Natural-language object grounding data

* * * *

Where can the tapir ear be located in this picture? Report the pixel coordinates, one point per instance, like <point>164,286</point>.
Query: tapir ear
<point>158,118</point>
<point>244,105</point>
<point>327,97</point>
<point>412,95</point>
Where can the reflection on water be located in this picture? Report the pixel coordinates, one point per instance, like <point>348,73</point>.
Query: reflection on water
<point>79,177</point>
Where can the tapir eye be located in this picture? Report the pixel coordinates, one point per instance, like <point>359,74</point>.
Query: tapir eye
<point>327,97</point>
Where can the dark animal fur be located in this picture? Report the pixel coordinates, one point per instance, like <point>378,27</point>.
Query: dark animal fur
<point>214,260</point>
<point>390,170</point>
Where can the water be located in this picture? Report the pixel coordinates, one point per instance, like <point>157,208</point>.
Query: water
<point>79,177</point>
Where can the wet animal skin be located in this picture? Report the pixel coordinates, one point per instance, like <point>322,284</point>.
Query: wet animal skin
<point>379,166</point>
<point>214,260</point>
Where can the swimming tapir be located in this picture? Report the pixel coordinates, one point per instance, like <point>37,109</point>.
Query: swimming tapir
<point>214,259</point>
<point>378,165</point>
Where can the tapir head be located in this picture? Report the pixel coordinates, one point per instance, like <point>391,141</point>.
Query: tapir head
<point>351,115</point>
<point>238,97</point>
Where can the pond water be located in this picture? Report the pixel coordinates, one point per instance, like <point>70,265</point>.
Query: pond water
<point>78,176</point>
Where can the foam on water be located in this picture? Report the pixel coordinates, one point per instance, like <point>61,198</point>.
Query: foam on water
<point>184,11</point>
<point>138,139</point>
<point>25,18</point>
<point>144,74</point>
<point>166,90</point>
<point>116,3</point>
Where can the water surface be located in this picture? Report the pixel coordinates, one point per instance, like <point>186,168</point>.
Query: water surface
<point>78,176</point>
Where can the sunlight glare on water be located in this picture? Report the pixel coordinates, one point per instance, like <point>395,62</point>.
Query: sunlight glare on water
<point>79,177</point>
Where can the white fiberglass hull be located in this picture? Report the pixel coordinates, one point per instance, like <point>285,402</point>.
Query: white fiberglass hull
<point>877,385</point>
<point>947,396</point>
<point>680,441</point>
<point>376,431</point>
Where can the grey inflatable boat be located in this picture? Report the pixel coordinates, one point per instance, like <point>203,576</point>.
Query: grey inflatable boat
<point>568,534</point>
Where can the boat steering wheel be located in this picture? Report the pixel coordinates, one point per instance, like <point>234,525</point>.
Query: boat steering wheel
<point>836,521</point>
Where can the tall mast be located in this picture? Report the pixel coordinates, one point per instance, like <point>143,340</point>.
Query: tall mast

* * * *

● **Requirement**
Reproduce the whole of the records exactly, so that no line differs from the source above.

● **Solution for this task**
Where can the tapir ear be located in this picture? Report the pixel coordinates, one point per instance, like <point>164,286</point>.
Query: tapir ear
<point>158,118</point>
<point>244,105</point>
<point>327,97</point>
<point>412,95</point>
Where can the reflection on water be located in this picture? Report the pixel coordinates, one point per instance, like <point>348,73</point>.
Query: reflection on water
<point>79,177</point>
Where can the tapir eye be located in this picture? Report the pixel coordinates, one point per instance, like <point>359,74</point>.
Query: tapir eye
<point>327,97</point>
Where can the dark animal fur be located in this picture? Report the pixel coordinates, one point per instance, like <point>378,27</point>.
Query: dark animal fur
<point>214,260</point>
<point>390,170</point>
Where can the water be located in this picture? Report the pixel coordinates, one point per instance, like <point>157,208</point>.
Query: water
<point>79,177</point>
Where can the wet animal skin be located in this picture? Report the pixel coordinates, one point per instance, like <point>322,284</point>.
Query: wet animal skin
<point>379,166</point>
<point>214,260</point>
Where can the swimming tapir be located in this picture? Report the pixel coordinates, one point per instance, like <point>37,109</point>.
Query: swimming tapir
<point>214,259</point>
<point>378,165</point>
Where can the tapir head be located in this picture? Report the pixel coordinates, one point per instance, like <point>391,141</point>.
Query: tapir head
<point>351,115</point>
<point>238,97</point>
Where can the pond water be located in this picture? Report the pixel coordinates, one point per instance, like <point>70,265</point>.
Query: pond water
<point>78,176</point>
Where can the foam on water be located in this picture? Report the pixel coordinates, one point per instance, like <point>61,198</point>.
Query: foam on water
<point>184,11</point>
<point>138,139</point>
<point>25,18</point>
<point>144,74</point>
<point>166,90</point>
<point>116,3</point>
Where can the water surface be located in this picture? Report the pixel coordinates, one point per instance, like <point>186,168</point>.
Query: water surface
<point>78,176</point>
Where can the sunlight glare on water be located in this picture? Report the pixel coordinates, one point per instance, like <point>395,62</point>.
Query: sunlight glare on water
<point>79,177</point>
Where can the white fiberglass hull be located in this picture? Report the pixel coordinates, one point per instance, like <point>285,402</point>.
Query: white fiberglass hull
<point>877,385</point>
<point>947,396</point>
<point>680,441</point>
<point>376,431</point>
Where can the grey inflatable boat be located in this picture? Report the pixel coordinates, one point per instance, like <point>203,576</point>.
Query: grey inflatable boat
<point>568,534</point>
Where can the boat steering wheel be located in this picture? Report the pixel coordinates, one point per instance, like <point>234,525</point>.
Query: boat steering wheel
<point>836,521</point>
Where can the tall mast be located in this picture? Report the pixel coordinates, one point per instance, like <point>143,340</point>.
Query: tall mast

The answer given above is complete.